» INPUT DATA:
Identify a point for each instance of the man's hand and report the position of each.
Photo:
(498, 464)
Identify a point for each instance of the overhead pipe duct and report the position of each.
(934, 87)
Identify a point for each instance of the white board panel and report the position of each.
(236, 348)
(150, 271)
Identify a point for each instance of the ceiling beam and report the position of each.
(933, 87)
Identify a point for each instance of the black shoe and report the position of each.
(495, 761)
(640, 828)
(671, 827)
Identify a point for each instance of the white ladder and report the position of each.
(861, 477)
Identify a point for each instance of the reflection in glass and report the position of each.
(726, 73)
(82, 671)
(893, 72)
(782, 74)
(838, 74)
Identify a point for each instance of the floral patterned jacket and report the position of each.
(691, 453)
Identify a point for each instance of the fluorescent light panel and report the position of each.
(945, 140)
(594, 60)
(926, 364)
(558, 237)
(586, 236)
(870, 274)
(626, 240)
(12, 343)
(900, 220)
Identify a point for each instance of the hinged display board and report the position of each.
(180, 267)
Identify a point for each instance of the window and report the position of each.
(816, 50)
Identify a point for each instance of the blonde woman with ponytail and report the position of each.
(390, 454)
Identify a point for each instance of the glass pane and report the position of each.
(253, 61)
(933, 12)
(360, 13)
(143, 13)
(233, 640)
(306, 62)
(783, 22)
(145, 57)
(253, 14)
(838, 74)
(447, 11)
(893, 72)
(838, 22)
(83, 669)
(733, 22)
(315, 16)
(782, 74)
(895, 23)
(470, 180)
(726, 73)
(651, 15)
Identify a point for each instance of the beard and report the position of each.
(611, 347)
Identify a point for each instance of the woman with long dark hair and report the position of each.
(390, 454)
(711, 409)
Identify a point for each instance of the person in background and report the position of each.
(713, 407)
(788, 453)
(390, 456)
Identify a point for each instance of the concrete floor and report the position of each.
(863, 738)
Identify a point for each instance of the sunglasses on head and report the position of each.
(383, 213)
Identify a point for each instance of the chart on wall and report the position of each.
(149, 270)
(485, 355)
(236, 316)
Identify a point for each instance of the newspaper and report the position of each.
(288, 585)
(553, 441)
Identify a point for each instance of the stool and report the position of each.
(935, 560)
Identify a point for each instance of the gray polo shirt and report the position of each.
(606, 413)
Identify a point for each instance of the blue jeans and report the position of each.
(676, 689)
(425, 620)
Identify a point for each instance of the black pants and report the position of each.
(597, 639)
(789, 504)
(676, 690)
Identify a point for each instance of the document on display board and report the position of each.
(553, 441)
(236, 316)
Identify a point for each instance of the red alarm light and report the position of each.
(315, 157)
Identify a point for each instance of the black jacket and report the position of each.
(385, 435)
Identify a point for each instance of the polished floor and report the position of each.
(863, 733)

...

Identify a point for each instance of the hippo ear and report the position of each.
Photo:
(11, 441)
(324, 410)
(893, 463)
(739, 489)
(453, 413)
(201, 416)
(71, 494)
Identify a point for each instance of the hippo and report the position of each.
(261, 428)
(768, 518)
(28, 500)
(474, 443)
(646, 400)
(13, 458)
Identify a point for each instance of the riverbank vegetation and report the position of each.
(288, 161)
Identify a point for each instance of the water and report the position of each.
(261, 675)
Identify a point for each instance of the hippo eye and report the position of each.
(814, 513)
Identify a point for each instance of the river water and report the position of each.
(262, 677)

---

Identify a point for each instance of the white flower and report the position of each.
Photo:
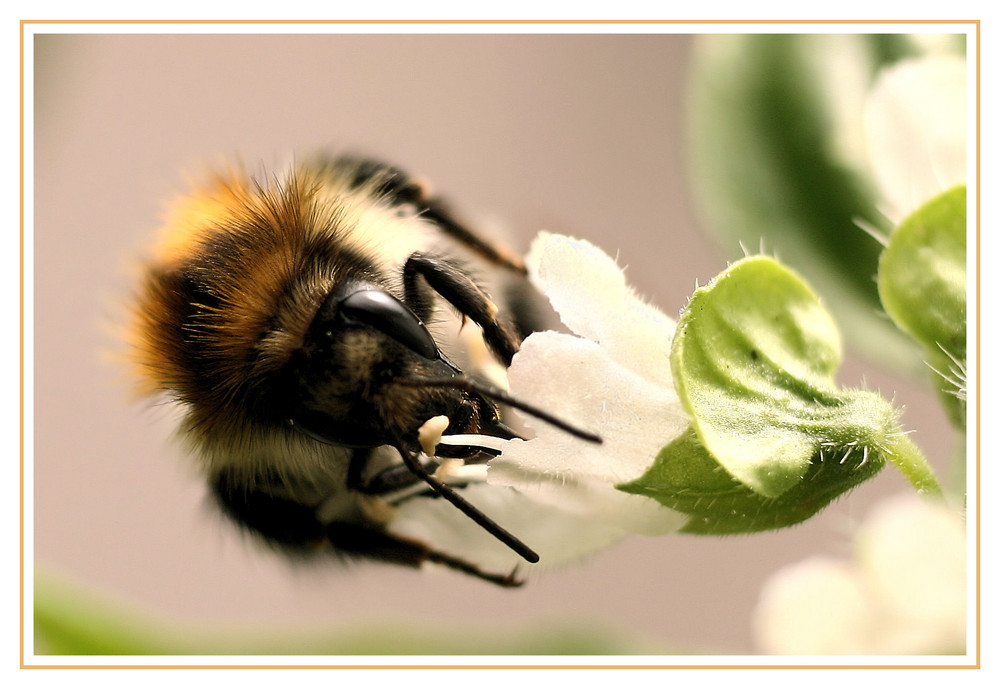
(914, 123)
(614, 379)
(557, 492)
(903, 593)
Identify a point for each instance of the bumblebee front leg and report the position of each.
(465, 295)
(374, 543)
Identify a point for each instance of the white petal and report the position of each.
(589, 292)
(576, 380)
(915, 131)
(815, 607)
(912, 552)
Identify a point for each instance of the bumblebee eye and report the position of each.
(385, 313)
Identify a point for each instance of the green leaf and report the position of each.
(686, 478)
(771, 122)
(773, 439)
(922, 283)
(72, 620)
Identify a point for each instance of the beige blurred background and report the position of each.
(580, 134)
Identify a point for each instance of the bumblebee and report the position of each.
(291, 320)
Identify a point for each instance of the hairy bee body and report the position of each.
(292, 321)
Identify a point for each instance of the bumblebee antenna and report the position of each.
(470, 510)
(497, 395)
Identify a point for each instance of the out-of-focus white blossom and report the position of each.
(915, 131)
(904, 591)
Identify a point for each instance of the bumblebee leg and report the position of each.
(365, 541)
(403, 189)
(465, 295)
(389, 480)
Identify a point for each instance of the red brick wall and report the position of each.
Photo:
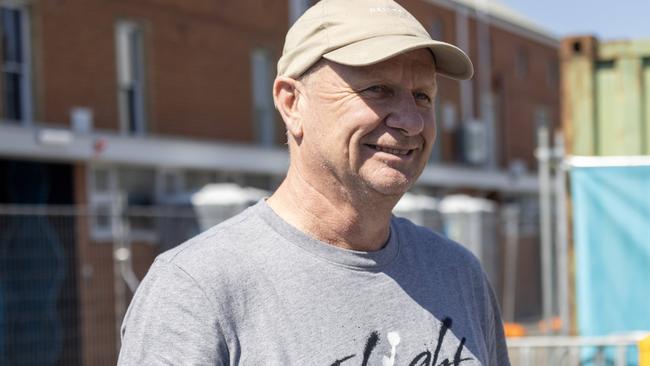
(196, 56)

» TO DO:
Count the lines in the data above that contain the string "jacket". Give only the number.

» EXERCISE OUTPUT:
2